## Work required
Revise the entries below, changing every "separate parts" to "distinct pieces" and nothing else. Leave the pictures out of your answer.

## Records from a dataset
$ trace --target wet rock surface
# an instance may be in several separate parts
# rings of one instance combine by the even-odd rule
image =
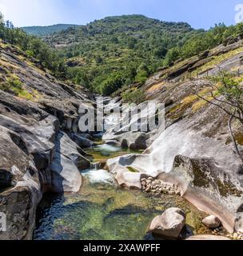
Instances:
[[[7,226],[0,239],[31,239],[43,193],[76,192],[81,187],[79,168],[90,162],[65,132],[78,134],[79,103],[92,98],[86,90],[58,81],[2,42],[0,62],[6,71],[0,82],[6,82],[10,74],[32,95],[27,99],[0,90],[0,212],[6,214]]]
[[[185,214],[179,208],[169,208],[153,218],[149,231],[167,239],[177,239],[185,225]]]

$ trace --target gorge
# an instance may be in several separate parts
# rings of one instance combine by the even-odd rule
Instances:
[[[95,107],[99,95],[1,40],[0,83],[10,87],[0,87],[0,212],[8,226],[0,239],[157,239],[149,223],[171,207],[185,214],[180,239],[242,232],[243,167],[229,115],[198,97],[213,100],[209,78],[221,70],[242,86],[242,49],[237,37],[104,98],[121,107],[124,92],[141,90],[140,104],[165,104],[165,129],[85,134],[79,106]],[[232,126],[241,153],[242,126]],[[202,223],[209,214],[221,222],[217,230]]]

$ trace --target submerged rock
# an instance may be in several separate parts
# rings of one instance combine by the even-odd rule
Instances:
[[[221,220],[217,217],[213,215],[206,217],[202,220],[202,222],[209,229],[216,229],[221,225]]]
[[[149,231],[165,238],[178,238],[185,225],[185,214],[179,208],[169,208],[157,216],[150,224]]]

## Output of the exercise
$ trace --target wet rock surface
# an instance may be in several distinct pieces
# rings of one instance combine by the even-odd rule
image =
Instances:
[[[7,226],[0,239],[31,239],[43,193],[76,192],[81,187],[79,168],[90,162],[65,132],[78,134],[79,103],[92,98],[86,90],[58,81],[2,42],[0,62],[6,71],[0,82],[6,82],[10,74],[32,95],[27,99],[0,90],[0,212],[6,214]]]
[[[185,214],[179,208],[169,208],[153,218],[149,231],[167,239],[177,239],[185,225]]]

$ trace --target gorge
# an instance may be in several distinct pieces
# rings of one instance combine by the even-odd rule
Instances:
[[[95,107],[99,95],[1,40],[0,83],[10,87],[0,87],[0,212],[8,226],[0,239],[157,239],[149,223],[171,207],[185,214],[180,239],[242,232],[243,167],[229,115],[198,97],[213,100],[209,78],[221,70],[242,86],[242,49],[237,37],[104,98],[121,107],[124,92],[141,90],[140,104],[165,104],[165,129],[85,134],[79,106]],[[232,126],[241,153],[242,126]],[[202,223],[209,214],[221,222],[217,230]]]

$ trace --target submerged rock
# an instance may be in several distinct pieces
# rings of one instance combine by the even-odd rule
Instances:
[[[221,220],[217,217],[213,215],[206,217],[202,220],[202,222],[209,229],[216,229],[221,225]]]
[[[149,231],[165,238],[178,238],[185,225],[185,214],[179,208],[169,208],[157,216],[150,224]]]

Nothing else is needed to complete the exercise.